Records from a dataset
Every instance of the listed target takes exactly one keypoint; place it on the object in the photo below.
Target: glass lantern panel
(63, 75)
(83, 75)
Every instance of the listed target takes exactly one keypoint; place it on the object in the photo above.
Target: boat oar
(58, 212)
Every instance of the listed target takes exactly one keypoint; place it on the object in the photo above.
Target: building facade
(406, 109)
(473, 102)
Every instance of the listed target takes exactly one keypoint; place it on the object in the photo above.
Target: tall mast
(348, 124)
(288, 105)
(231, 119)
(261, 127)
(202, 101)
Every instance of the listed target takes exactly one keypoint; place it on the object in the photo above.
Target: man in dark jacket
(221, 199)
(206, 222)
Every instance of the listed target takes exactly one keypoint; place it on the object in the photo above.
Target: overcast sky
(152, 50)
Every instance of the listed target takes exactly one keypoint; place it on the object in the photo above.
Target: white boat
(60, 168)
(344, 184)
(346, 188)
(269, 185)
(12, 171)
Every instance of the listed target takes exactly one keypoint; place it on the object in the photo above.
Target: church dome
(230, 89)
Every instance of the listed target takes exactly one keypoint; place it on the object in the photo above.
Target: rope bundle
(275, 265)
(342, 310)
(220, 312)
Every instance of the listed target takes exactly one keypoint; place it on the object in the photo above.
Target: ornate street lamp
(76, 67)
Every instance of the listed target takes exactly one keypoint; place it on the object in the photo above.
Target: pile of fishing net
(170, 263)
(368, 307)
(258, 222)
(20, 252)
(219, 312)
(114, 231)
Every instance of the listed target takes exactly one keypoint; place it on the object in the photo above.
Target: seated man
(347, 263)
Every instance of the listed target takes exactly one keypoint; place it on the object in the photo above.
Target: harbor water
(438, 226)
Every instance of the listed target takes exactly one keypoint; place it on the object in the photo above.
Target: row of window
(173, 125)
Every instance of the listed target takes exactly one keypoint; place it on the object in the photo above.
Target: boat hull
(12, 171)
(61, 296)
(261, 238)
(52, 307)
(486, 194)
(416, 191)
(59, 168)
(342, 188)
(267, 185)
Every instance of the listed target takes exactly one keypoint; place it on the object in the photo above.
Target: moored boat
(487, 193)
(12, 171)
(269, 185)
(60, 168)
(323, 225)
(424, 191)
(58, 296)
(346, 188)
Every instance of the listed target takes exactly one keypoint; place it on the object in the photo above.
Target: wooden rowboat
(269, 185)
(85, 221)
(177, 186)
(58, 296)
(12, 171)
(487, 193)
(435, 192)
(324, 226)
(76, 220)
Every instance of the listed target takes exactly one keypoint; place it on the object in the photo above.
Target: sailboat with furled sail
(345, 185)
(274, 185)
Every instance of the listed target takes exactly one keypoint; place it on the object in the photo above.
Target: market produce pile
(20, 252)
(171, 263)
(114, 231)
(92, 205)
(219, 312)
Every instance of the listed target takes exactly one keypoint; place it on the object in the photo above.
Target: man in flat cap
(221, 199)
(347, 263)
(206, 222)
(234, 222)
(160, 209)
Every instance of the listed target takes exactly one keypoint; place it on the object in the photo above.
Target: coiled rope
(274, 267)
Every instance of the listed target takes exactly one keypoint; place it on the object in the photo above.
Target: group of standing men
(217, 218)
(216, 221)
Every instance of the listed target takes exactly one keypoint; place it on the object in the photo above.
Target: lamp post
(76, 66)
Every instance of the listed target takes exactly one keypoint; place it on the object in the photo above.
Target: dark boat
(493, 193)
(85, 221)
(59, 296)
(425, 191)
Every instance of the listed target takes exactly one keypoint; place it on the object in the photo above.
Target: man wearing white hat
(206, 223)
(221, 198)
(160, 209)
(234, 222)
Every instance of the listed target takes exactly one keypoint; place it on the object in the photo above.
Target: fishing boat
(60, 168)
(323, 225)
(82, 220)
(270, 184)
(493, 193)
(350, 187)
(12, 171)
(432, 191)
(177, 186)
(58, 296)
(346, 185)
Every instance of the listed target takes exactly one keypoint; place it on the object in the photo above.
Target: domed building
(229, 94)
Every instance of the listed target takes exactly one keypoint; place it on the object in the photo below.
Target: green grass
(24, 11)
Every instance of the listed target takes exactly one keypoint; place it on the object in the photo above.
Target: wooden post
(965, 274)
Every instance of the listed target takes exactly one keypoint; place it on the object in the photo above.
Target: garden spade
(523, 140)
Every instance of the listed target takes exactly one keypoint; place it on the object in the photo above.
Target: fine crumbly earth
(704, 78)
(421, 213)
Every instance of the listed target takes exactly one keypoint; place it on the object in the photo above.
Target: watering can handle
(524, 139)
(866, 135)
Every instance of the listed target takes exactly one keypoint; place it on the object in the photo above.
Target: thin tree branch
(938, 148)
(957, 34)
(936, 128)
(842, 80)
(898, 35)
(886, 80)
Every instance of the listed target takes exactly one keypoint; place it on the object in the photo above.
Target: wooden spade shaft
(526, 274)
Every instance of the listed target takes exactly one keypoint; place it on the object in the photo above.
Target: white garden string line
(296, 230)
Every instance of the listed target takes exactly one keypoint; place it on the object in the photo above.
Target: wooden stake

▶ [PROBLEM TO WORK ON]: Reproduce only those lines of the entries above that run from the line with "Target: thin tree branch" to the final line.

▶ [RESULT FOR THIS EXERCISE]:
Target: thin tree branch
(938, 148)
(957, 34)
(936, 128)
(842, 80)
(898, 35)
(886, 80)
Every instance of the listed target takes exactly one keypoint; place it on the object in the photo above.
Target: wooden spade shaft
(526, 274)
Every instance of the listed target takes exactly one keypoint; place it on the object in the photo above.
Target: white garden string line
(296, 230)
Every instance of the listed target takes exactly one keypoint; place it on the object in the photo above.
Target: wooden stake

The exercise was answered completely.